Directions -> From the line with "of the mosaic" to the final line of the records, reproduce every line exactly and only those lines.

Entries from a point annotation set
++++++++++++++++++++

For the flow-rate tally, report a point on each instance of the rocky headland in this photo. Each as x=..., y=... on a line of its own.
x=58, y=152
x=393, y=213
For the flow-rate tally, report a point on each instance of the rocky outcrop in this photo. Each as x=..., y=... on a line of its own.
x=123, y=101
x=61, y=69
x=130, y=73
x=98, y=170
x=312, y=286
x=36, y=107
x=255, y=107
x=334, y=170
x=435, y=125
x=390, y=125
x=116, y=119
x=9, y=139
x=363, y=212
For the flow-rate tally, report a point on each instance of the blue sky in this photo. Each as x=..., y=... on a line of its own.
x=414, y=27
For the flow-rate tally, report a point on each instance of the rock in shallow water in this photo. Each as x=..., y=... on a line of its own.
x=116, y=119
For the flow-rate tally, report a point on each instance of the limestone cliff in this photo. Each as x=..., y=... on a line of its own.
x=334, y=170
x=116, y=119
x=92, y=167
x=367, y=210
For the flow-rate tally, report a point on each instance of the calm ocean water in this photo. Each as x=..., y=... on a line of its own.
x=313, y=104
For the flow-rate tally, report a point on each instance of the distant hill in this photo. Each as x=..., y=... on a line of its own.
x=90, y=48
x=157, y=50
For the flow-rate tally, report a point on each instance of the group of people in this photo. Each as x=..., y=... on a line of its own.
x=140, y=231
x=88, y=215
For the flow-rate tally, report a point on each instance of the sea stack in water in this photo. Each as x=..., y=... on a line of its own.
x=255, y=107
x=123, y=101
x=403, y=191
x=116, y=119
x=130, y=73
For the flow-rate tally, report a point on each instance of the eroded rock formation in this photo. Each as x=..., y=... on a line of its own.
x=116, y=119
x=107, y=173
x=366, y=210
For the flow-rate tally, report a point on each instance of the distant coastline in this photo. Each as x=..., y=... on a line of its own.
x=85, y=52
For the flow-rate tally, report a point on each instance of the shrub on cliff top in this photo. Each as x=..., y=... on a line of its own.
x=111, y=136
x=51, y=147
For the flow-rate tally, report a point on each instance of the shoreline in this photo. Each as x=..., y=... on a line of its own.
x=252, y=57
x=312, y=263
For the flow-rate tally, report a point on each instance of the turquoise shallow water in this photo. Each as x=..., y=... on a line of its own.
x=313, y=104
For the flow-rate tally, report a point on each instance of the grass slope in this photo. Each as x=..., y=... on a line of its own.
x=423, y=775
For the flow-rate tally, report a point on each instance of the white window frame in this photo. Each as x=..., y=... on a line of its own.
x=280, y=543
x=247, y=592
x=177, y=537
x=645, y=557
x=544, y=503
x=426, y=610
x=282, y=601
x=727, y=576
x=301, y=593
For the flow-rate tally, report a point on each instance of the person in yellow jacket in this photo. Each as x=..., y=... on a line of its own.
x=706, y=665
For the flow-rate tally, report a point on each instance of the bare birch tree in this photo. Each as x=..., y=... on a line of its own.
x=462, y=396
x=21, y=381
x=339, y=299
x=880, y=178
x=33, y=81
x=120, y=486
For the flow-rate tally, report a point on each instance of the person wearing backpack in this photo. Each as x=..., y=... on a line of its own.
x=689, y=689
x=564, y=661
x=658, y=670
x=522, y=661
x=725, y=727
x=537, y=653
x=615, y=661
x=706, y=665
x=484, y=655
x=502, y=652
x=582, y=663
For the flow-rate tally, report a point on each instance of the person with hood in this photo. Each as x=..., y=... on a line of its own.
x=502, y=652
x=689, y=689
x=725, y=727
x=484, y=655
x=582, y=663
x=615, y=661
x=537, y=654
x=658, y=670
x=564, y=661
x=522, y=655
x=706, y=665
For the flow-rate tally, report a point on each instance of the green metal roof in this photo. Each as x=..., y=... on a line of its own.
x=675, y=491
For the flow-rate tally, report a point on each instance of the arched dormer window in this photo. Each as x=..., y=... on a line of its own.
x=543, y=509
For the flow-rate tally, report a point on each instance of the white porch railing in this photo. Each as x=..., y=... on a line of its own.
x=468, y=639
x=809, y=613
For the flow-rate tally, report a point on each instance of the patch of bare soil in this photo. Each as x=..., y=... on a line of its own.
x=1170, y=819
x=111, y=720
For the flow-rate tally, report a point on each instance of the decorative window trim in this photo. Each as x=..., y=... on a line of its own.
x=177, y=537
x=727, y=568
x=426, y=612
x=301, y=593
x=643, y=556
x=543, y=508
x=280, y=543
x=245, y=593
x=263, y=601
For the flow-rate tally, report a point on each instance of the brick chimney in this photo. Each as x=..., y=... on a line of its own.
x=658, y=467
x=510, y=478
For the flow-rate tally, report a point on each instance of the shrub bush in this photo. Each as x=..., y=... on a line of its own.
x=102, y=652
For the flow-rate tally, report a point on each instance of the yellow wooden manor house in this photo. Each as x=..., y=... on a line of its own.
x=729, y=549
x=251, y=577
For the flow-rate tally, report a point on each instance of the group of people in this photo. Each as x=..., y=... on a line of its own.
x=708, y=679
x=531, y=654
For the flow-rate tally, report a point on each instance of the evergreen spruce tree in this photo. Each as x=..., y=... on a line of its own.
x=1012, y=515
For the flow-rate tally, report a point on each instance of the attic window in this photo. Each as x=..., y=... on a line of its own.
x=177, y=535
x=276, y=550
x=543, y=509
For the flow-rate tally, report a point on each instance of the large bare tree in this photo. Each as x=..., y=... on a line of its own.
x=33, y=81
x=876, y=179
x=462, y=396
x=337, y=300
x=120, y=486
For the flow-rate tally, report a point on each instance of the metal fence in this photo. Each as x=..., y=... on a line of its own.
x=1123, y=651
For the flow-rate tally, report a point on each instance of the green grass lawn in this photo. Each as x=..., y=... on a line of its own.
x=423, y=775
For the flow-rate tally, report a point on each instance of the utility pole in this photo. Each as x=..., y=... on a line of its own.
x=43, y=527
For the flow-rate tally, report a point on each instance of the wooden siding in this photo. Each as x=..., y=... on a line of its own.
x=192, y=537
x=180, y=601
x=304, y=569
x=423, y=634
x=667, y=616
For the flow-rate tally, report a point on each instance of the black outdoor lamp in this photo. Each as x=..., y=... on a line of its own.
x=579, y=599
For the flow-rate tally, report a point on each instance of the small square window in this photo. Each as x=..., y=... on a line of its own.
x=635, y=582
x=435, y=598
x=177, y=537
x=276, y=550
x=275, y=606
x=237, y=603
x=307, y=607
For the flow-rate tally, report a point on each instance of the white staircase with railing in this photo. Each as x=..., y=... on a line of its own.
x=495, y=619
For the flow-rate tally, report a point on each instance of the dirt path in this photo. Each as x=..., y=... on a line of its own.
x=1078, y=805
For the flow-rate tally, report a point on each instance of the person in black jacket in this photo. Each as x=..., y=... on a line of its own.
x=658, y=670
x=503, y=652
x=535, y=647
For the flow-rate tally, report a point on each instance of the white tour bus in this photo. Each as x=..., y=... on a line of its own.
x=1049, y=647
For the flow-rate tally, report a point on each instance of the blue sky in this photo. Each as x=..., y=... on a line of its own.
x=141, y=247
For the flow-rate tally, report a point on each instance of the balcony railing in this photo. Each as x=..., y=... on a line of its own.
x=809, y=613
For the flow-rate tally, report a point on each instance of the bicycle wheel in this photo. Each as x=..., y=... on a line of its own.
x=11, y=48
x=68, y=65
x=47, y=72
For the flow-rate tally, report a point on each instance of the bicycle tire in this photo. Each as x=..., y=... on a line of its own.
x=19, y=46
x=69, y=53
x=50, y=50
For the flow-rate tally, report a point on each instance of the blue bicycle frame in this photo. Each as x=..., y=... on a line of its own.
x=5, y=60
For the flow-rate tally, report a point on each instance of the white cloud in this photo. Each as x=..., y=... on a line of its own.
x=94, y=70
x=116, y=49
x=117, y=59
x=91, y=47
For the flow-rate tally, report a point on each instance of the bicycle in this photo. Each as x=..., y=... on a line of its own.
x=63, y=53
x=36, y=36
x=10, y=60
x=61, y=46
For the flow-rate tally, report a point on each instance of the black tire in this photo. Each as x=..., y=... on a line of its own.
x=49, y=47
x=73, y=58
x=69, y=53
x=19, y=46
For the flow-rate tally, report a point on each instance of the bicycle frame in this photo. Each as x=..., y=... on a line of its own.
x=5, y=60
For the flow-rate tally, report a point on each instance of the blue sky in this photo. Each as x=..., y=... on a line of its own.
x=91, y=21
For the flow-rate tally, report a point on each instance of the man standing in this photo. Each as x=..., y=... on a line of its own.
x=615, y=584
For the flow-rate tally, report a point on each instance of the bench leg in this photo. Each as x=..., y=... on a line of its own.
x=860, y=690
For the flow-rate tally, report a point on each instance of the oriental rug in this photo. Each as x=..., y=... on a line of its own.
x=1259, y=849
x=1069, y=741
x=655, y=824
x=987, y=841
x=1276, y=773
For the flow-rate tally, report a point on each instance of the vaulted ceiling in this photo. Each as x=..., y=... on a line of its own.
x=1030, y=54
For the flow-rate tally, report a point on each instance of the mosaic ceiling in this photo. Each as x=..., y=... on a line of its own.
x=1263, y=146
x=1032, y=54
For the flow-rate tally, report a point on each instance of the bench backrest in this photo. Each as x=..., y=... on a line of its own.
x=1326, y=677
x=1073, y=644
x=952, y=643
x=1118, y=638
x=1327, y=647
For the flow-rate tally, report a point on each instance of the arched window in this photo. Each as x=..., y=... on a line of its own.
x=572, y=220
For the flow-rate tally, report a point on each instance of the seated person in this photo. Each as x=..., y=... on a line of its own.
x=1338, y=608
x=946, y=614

++++++++++++++++++++

Output ->
For the flow-rate tally, report a point on each instance of the mosaic ceiling in this photo. Each as x=..., y=... on a line of its own.
x=1263, y=146
x=1032, y=54
For the flow-rate tally, report a point on each instance of the bench backrest in this photo. Each as x=..., y=... on a line of its own.
x=1326, y=677
x=1073, y=644
x=952, y=643
x=1118, y=638
x=1327, y=647
For the flow-rate tally, report a point on each instance of the arched window in this photo. Each as x=..., y=... on a line of its own.
x=572, y=220
For the flow-rate tally, report a point on each instance of the seated person in this photo. Each as x=..., y=... on a line of its own.
x=1338, y=608
x=946, y=614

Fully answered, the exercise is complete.